-- Start Recorded data --
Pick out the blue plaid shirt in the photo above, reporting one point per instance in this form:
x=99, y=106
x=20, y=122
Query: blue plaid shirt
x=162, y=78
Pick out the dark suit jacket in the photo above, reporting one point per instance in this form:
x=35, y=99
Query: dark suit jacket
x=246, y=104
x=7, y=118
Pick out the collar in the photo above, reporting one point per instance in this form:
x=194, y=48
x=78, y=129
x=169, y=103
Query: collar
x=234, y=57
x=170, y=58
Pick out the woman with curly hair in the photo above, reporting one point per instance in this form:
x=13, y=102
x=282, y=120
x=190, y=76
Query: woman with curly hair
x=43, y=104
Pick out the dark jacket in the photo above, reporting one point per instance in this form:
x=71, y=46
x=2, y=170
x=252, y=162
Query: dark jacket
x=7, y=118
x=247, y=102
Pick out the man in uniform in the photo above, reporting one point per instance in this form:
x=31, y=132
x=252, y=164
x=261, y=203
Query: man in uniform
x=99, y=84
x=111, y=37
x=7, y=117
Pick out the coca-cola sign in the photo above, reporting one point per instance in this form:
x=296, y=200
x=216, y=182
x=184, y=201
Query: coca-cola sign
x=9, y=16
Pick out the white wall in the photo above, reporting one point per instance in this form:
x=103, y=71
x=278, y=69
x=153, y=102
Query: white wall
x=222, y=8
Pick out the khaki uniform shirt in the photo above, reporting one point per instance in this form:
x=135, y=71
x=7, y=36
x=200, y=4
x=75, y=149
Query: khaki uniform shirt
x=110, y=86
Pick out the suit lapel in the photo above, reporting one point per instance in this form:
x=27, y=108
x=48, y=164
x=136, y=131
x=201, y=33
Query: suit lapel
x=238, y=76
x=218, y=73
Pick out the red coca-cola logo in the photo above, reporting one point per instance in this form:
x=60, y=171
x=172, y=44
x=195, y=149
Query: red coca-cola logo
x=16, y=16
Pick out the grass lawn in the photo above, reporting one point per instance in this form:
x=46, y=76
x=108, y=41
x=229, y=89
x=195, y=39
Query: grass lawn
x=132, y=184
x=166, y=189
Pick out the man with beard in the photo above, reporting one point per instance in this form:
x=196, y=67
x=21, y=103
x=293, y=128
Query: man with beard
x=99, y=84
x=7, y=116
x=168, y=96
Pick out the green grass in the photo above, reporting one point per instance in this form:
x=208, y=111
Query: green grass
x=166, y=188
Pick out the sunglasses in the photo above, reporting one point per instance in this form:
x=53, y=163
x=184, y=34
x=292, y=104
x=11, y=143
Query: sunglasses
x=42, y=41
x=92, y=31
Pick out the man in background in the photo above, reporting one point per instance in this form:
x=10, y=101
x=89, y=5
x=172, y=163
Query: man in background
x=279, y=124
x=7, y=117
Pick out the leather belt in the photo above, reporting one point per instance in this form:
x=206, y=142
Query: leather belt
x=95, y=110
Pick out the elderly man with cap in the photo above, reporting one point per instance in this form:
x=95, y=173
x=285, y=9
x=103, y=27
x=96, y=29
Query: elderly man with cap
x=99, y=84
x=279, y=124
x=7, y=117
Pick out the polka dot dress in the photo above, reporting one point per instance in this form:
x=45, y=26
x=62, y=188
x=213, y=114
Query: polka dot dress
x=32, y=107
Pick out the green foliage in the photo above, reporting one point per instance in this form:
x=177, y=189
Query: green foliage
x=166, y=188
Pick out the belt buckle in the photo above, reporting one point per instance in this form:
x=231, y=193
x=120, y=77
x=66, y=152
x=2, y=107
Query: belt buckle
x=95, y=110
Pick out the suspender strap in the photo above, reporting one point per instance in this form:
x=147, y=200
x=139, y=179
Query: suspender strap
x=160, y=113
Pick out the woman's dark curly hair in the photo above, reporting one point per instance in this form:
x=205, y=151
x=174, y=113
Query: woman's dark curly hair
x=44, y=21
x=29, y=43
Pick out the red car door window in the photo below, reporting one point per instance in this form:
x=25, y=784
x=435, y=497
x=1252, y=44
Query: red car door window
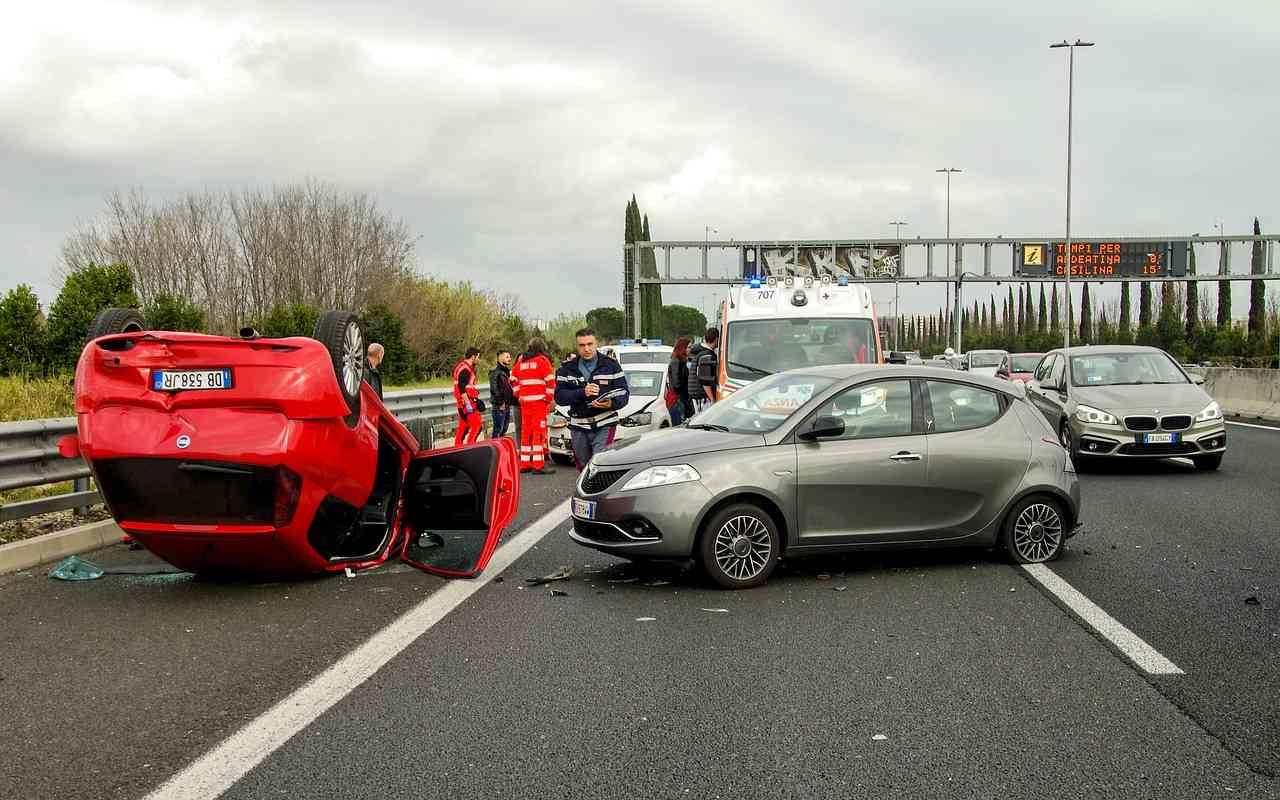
-- End Recorded data --
**What is expected**
Reproduce all of the data above, switching every occurrence of "Pick out" to "Identify" and leaving everything else unchanged. Leave the pictures out of your answer.

**Answer to the exercise**
Identify the blue plaid shirt in the photo above, reporting one point per instance in this form:
x=99, y=106
x=20, y=122
Query: blue plaid shirt
x=162, y=78
Identify the dark suit jacket in the photo above, reporting one point per instance in this form:
x=35, y=99
Query: dark suit jacket
x=246, y=104
x=7, y=118
Identify the collar in the photo above, reporting one point per instance in this form:
x=194, y=48
x=78, y=129
x=169, y=103
Query: collar
x=234, y=57
x=170, y=58
Identify the woman with curly hair in the photo above, reporting one point per instance in this form:
x=13, y=102
x=282, y=120
x=190, y=76
Query: woman with curly hair
x=43, y=104
Identify the dark jacket in the photo above, reporting one point per instance in this form:
x=71, y=46
x=2, y=170
x=252, y=162
Query: dark jacket
x=7, y=118
x=247, y=102
Identify the man in uniform in the photo above, reporting one point per instance in this form:
x=31, y=132
x=252, y=164
x=261, y=203
Query: man in uniform
x=99, y=84
x=111, y=37
x=7, y=117
Identify the coca-cola sign in the photo above, reporting one point per instance in this form:
x=296, y=200
x=216, y=182
x=184, y=201
Query: coca-cola sign
x=9, y=16
Identify the white wall in the photo above, reporting one point per instance in this form:
x=103, y=71
x=278, y=69
x=153, y=102
Query: white wall
x=222, y=8
Identify the khaki uniform shirt in the photo above, reporting one point per instance in this form:
x=135, y=71
x=7, y=36
x=200, y=4
x=75, y=149
Query: khaki uniform shirt
x=110, y=86
Identify the suit lapel in the photo above, reporting one point per instance in this form:
x=27, y=108
x=48, y=164
x=136, y=131
x=201, y=33
Query: suit lapel
x=238, y=76
x=218, y=73
Identify the red coca-cola logo in the photo above, reporting one point per instance in this form:
x=60, y=171
x=172, y=44
x=195, y=149
Query: red coca-cola logo
x=16, y=16
Identify the grass lawn in the photo above, reporting one point per instance in this form:
x=46, y=76
x=108, y=41
x=229, y=89
x=195, y=39
Query: grass lawn
x=132, y=184
x=166, y=189
Identify the man with beard in the photo above, reporting one point per instance in this form:
x=196, y=67
x=21, y=103
x=293, y=128
Query: man with beard
x=99, y=84
x=7, y=116
x=168, y=96
Identify the green grass in the photo above, reporting one point per instance in this form:
x=208, y=111
Query: green grass
x=166, y=188
Identify the sunglasses in the photo above, reporting one point per instance in this form:
x=53, y=163
x=184, y=34
x=292, y=104
x=11, y=143
Query: sunglasses
x=42, y=41
x=92, y=31
Identify the man in background in the photo above, reporting one point per instance in this form:
x=10, y=101
x=89, y=5
x=172, y=163
Query: man in background
x=279, y=124
x=7, y=117
Identify the leather belt in the photo above, reporting one point per instance in this form:
x=206, y=142
Query: leather belt
x=95, y=110
Identify the elderly man with cap in the photo above, reporting one point per instance in this form:
x=95, y=173
x=285, y=9
x=103, y=27
x=96, y=29
Query: elderly man with cap
x=99, y=84
x=279, y=124
x=7, y=117
Identify the polka dot dress in the photo above, reporting one point per instance in this form:
x=45, y=26
x=62, y=188
x=213, y=114
Query: polka dot dress
x=32, y=107
Identify the green foliage in the photo above, reporting one point per instance in this form:
x=177, y=189
Query: green foliage
x=166, y=188
Identify the belt buckle in the photo above, reporting one point per instance in this form:
x=231, y=193
x=120, y=77
x=66, y=152
x=2, y=107
Query: belt buckle
x=95, y=110
Identify the suspender strap in the photo above, reporting one point per instance in this form:
x=147, y=200
x=139, y=179
Query: suspender strap
x=160, y=113
Identify the woman's dark curly hair in the photo above, reporting one point per instance in this form:
x=205, y=151
x=174, y=113
Query: woman's dark curly hair
x=44, y=21
x=29, y=43
Identify the red car door window in the photo below, reporting one point per instance in this form:
x=25, y=784
x=435, y=497
x=1252, y=44
Query: red car door window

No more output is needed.